Given task 1: According to the extract, with which drug trafficking organization were high-level officials of the vetted Organized Crime Unit associated?

==== Extract ====

The Organized Crime Units' Sensitive Investigative Unit (SIU) was
created with a similar mission in mind: to identify, investigate and
arrest leaders and members of the major drug trafficking organizations
operating throughout Mexico. Although the SIU was one of the first
counter-narcotics units to conduct court-authorized telephone
intercepts under the new Organized Crime Law, there has been little
success. The discovery during the last several months that significant
drug-related corruption existed among law enforcement officials
working in Mexico's OCU and SIU has been a major setback. These
allegations of corruption were further corroborated during recent
polygraph examinations which reflected deception on the part of the
OCU and SIU members. Such corruption has damaged drug investigations
in which the DEA provided support to the vetted units. This represents
a serious setback to the vision of rebuilding the counter-narcotics
units from the defunct units of the past, and causes great concern for
the sharing of sensitive law enforcement information.

Anti-Corruption Initiatives: The ability of any government to attack
powerful criminal organizations is dependent upon the existence of
honest, dedicated law enforcement professionals. To attain this goal,
meaningful anti-corruption initiatives which lead to sound criminal
investigations and prosecutions of corrupt officials must be
aggressively pursued. Only when implementation of these measures
results in widespread behavioral changes can success be realized by a
honest cadre of law enforcement officials against the major Mexican
drug trafficking mafias.

Last year we were hopeful that a number of integrity assurance
programs initiated in concert with law enforcement officials in Mexico
would improve our ability to share information. In fairness, we also
recognized that this was a difficult undertaking and would require a
substantial period of time. Regretfully, when it became known that
high level officials of the vetted Organized Crime Unit were
associated with key lieutenants of one of Mexico's most powerful drug
trafficking organizations, the Carrillo Fuentes Organization, it was a
major setback for our efforts.

Examples of corruption include:

-- In June 1998, four MFJP agents were arrested near Reynosa,
Tamaulipas after they were found to be protecting tractor trailer
loads of marijuana destined for the U.S. The agents admitted to
providing protection to a Mexico-based drug syndicate responsible for
the importation of approximately 10 tons of marijuana per week.

====

Given task 2: Write out, without any change, the lines of the records from their first line through the line that contains "point(361, 261)", both included.

==== Data for the task ====

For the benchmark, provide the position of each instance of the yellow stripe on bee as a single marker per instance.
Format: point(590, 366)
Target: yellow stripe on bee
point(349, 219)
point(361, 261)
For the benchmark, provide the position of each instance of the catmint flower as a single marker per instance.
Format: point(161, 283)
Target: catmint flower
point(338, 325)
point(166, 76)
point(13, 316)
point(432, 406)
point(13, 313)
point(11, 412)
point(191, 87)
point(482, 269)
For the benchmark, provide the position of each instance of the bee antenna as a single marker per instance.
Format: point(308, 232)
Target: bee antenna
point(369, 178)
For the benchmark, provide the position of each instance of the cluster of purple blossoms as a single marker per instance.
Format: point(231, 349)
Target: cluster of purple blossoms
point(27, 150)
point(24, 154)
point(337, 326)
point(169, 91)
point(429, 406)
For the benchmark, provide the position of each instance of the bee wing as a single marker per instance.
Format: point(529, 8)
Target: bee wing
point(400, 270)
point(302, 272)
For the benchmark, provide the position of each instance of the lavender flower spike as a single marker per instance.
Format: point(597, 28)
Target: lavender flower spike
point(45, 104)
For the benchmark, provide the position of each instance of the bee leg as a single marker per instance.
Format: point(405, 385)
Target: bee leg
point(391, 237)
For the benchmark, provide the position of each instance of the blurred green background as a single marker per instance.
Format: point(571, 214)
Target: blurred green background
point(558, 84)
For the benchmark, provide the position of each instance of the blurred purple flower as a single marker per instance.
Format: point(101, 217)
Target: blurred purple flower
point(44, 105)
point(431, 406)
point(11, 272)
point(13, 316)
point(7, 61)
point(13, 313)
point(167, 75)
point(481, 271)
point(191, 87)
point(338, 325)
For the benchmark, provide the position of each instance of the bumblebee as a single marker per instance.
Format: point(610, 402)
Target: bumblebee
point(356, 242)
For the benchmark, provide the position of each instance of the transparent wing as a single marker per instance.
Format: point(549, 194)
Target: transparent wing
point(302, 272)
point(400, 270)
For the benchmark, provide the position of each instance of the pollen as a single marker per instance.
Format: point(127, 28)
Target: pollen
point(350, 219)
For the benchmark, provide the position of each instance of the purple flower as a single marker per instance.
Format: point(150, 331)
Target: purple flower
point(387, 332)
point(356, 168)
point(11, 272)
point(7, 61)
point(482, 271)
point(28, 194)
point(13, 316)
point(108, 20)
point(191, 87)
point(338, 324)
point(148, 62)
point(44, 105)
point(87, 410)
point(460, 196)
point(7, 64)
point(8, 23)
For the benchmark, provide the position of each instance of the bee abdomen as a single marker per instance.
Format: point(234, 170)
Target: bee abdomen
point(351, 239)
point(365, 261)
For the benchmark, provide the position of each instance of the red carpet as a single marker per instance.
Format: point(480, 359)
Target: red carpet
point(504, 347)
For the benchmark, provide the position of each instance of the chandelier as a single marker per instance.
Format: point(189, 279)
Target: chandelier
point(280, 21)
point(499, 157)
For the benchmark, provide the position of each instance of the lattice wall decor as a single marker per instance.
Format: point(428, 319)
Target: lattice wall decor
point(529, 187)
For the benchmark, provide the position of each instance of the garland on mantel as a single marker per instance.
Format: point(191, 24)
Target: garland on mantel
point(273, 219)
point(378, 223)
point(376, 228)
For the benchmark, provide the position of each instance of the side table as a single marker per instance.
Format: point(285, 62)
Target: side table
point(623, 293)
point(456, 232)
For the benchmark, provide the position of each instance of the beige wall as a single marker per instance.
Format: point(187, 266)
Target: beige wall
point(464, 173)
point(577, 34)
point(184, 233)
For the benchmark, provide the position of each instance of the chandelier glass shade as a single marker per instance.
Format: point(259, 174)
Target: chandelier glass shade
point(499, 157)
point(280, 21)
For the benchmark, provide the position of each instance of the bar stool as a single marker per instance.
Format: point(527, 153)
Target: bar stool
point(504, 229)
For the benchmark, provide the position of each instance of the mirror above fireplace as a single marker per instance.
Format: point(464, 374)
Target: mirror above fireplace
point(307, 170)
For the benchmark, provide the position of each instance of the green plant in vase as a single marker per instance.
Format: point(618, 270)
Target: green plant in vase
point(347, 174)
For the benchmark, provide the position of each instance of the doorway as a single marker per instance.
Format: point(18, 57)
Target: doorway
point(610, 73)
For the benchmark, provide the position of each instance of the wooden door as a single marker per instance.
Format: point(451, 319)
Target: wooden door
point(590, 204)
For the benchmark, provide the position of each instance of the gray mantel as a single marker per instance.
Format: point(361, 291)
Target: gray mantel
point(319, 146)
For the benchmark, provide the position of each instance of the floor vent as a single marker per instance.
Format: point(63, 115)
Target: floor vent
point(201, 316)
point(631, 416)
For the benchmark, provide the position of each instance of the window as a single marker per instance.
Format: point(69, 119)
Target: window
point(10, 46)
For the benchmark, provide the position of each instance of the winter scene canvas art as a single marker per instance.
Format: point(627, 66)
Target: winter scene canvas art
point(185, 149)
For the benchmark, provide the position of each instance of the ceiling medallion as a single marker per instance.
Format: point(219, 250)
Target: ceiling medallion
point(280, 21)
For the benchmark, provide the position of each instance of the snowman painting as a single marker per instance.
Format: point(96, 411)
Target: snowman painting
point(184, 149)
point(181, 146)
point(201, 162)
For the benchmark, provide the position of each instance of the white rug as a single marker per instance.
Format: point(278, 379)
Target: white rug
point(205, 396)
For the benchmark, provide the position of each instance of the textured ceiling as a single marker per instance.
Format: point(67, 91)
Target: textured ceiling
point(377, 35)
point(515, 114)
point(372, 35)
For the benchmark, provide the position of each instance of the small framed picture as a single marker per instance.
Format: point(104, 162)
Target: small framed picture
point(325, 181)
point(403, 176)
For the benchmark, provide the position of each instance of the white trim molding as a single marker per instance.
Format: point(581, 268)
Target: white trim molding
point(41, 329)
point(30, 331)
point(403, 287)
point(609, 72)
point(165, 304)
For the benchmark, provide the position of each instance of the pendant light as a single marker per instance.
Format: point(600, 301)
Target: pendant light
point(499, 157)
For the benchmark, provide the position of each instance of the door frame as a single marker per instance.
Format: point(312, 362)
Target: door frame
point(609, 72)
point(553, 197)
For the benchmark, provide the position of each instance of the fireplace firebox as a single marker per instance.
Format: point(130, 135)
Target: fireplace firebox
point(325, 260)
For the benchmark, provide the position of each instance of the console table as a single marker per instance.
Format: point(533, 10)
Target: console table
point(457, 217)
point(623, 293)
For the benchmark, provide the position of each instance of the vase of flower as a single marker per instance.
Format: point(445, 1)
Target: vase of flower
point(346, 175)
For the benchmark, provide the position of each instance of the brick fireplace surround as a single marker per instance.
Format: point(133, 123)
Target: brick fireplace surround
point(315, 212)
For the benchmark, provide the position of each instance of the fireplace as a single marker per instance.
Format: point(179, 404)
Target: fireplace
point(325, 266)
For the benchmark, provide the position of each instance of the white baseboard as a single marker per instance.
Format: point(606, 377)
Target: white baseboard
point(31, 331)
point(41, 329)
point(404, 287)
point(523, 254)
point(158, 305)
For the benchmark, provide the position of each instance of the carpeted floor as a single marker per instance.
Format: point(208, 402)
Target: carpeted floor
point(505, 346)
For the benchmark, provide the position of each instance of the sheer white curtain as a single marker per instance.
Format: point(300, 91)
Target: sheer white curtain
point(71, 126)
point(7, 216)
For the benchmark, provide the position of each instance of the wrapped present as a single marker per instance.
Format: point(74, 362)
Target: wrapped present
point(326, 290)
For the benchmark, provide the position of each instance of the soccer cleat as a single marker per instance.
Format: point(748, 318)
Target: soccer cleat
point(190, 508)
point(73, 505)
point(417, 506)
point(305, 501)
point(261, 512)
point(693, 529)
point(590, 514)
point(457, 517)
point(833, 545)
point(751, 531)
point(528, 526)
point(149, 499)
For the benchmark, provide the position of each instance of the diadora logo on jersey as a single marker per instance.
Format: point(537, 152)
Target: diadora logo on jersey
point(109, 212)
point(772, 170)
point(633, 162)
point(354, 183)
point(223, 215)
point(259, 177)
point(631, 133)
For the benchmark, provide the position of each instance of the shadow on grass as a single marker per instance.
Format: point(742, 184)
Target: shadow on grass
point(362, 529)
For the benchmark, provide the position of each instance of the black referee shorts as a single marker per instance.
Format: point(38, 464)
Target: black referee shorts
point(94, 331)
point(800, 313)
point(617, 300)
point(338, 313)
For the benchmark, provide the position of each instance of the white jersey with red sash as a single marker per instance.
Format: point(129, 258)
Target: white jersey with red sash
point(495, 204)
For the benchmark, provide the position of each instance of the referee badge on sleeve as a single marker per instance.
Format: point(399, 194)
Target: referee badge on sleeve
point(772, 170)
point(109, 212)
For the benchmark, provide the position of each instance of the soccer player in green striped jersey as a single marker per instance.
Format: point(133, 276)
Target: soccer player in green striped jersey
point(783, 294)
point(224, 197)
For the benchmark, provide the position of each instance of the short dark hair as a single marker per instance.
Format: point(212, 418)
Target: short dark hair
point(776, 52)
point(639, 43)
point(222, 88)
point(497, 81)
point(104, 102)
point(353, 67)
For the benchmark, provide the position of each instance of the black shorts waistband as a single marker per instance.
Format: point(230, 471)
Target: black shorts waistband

====

Output 1: The Carrillo Fuentes Organization.

Output 2:
For the benchmark, provide the position of each instance of the yellow stripe on bee as a single marker per instance.
Format: point(590, 366)
Target: yellow stripe on bee
point(349, 219)
point(361, 261)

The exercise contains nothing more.